> _SUPPLIED RECORDS_:
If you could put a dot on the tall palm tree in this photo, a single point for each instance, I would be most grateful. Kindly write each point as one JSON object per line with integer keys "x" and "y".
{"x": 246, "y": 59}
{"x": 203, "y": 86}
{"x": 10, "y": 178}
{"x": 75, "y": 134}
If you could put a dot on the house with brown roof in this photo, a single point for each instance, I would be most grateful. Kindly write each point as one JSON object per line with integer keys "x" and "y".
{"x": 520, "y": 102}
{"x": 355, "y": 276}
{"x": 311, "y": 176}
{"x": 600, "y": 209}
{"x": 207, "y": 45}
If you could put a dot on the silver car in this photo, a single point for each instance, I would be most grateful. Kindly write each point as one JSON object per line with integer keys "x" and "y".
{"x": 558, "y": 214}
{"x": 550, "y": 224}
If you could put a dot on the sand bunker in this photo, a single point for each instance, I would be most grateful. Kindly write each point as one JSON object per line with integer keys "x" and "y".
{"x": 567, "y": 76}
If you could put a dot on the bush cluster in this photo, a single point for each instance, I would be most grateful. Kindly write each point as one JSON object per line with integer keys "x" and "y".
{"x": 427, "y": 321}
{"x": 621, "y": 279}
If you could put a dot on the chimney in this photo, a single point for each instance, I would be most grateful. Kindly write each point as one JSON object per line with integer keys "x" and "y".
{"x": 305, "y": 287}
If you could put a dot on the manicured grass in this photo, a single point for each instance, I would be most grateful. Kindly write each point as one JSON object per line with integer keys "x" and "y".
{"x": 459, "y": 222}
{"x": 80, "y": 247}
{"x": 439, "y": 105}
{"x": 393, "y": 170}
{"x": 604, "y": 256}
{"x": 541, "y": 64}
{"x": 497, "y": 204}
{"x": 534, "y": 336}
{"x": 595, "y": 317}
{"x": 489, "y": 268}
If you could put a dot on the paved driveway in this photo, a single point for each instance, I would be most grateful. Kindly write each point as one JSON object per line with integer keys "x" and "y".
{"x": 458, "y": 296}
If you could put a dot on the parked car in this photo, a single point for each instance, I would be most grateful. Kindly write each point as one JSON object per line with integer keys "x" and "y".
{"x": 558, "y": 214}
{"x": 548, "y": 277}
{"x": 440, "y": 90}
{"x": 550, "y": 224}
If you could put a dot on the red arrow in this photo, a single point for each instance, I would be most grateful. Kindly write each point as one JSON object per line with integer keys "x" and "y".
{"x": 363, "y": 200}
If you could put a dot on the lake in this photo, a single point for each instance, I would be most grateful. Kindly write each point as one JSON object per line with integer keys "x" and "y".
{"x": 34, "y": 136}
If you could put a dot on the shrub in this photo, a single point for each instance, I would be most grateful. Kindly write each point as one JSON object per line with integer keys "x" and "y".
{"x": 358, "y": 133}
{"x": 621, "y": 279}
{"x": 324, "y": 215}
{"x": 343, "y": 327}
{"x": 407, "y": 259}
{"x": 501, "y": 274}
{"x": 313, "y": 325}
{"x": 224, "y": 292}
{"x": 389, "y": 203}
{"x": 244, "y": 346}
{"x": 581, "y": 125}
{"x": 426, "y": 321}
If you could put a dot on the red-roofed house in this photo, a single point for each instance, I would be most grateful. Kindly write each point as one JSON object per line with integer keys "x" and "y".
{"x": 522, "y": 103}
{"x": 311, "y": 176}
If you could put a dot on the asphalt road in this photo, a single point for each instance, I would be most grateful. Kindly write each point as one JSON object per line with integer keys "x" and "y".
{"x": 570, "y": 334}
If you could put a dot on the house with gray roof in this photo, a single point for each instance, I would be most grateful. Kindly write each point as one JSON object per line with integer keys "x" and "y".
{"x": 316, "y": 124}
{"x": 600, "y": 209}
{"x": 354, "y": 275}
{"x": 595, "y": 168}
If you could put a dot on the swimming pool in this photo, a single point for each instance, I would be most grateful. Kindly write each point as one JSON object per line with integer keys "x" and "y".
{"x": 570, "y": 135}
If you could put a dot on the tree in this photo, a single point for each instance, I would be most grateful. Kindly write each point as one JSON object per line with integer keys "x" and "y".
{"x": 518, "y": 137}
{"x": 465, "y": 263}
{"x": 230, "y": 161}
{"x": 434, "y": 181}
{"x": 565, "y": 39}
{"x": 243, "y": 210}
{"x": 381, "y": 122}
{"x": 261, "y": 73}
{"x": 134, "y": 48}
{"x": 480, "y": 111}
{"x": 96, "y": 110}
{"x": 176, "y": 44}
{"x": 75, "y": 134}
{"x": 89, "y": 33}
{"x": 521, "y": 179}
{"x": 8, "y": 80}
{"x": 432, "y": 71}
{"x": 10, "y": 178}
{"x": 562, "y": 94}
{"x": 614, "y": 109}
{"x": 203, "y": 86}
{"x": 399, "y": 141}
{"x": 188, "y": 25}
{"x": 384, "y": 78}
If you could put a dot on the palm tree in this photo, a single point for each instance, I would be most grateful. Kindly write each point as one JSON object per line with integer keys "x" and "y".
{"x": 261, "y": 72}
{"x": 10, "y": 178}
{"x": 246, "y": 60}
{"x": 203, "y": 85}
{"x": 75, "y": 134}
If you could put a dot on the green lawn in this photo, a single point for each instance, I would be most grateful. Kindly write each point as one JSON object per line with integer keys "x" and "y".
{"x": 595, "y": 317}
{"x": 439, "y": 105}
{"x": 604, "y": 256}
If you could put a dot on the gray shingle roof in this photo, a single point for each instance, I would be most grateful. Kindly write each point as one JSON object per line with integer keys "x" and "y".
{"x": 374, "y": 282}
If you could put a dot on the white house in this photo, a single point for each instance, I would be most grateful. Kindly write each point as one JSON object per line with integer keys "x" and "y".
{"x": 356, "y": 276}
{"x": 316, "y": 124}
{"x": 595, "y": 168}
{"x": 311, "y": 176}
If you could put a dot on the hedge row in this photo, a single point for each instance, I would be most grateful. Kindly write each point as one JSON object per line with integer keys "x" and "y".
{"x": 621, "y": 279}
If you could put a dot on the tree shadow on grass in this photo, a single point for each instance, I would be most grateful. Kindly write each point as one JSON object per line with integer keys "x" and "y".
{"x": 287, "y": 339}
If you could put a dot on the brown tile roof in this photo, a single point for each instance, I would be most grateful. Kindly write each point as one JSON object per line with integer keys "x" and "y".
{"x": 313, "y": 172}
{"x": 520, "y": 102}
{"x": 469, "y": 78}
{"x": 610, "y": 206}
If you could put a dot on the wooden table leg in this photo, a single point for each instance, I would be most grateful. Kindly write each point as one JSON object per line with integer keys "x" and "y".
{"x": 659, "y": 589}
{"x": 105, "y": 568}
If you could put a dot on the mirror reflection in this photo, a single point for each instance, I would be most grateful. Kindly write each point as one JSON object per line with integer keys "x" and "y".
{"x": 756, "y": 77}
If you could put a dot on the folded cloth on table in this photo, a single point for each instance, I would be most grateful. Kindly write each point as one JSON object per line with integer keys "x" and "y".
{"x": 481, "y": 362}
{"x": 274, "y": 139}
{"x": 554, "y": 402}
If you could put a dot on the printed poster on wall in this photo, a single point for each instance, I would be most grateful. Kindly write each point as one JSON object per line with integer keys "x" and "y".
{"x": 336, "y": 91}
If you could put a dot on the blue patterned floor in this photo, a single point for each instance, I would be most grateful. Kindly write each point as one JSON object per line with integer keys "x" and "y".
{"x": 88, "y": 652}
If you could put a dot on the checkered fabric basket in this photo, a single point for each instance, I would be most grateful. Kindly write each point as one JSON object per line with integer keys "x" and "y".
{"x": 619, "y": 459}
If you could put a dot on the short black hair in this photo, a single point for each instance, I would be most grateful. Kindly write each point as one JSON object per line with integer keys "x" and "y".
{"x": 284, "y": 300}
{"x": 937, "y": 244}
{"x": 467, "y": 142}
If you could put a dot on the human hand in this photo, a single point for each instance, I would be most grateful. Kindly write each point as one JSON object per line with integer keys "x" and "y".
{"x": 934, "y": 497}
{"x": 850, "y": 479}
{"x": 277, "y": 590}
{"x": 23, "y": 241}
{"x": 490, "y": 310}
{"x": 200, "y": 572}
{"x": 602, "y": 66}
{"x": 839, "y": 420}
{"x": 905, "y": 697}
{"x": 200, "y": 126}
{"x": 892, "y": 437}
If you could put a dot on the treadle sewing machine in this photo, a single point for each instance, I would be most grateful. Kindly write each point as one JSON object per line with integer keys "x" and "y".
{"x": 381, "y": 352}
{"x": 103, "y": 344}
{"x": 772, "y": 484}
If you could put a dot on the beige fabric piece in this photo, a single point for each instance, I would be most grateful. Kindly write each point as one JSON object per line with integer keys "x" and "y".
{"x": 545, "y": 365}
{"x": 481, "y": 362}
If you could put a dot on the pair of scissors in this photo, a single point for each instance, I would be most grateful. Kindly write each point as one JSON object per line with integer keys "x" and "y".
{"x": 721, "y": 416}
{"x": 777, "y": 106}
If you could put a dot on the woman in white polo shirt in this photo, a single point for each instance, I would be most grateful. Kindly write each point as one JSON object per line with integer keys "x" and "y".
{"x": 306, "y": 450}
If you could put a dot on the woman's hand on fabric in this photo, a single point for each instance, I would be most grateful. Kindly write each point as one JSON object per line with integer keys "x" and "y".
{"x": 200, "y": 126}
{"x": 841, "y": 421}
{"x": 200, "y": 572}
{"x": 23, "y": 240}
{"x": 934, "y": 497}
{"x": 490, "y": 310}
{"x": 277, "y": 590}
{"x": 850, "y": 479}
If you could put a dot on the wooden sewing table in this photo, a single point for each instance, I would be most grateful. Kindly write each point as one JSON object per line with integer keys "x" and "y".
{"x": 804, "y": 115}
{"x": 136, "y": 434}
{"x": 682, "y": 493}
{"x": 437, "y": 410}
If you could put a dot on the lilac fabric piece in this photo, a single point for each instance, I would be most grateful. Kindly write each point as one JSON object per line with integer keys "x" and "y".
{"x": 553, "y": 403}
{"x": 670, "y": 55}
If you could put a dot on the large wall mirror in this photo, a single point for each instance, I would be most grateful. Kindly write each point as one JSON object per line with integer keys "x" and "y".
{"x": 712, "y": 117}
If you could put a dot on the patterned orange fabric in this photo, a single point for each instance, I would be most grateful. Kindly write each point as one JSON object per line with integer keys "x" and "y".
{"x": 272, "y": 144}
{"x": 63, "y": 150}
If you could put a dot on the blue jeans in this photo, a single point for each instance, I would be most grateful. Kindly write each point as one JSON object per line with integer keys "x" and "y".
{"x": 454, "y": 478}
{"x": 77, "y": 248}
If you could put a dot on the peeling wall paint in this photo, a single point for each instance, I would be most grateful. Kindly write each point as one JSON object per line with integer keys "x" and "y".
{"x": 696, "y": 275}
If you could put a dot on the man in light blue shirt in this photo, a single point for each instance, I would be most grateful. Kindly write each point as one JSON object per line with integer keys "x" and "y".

> _ACTIVITY_: Copy out, exactly as given, the line containing "If you could put a dot on the wooden sewing" together with every line after it in the material.

> _WRITTEN SOLUTION_:
If you could put a dot on the wooden sewing table in this photo, a single point for each instance, I would be most grateful. Kindly write each point as one JSON object per line with integer keys "x" and "y".
{"x": 804, "y": 115}
{"x": 136, "y": 434}
{"x": 682, "y": 493}
{"x": 437, "y": 410}
If you could put a dot on the lilac fabric piece in this photo, a single point for each instance, I would be most grateful. Kindly write each point as one JSON object per line with integer keys "x" and "y".
{"x": 553, "y": 403}
{"x": 670, "y": 55}
If you could put a dot on the large wall mirror in this photo, a single point for each instance, I would be most grateful. Kindly write each point as one JSON object per line with integer keys "x" and "y".
{"x": 712, "y": 117}
If you could put a dot on the patterned orange fabric in this photo, a single point for each instance, I would be most grateful. Kindly write each point as one JSON object per line with integer keys "x" and "y".
{"x": 272, "y": 144}
{"x": 63, "y": 150}
If you could put a dot on the blue jeans in this photo, a single point for each instance, I would be most grateful. Kindly write each point as one JSON object per line with integer keys "x" and "y".
{"x": 454, "y": 478}
{"x": 77, "y": 248}
If you could put a dot on the peeling wall paint in this photo, a single point for each instance, I would be most grateful. Kindly write each point as one JSON object per line with integer keys "x" and "y".
{"x": 696, "y": 275}
If you could put a dot on the man in light blue shirt in this photo, a single point for each instance, I would be most grateful. Kindly write each point as one JSON object per line with integer keys "x" and "y".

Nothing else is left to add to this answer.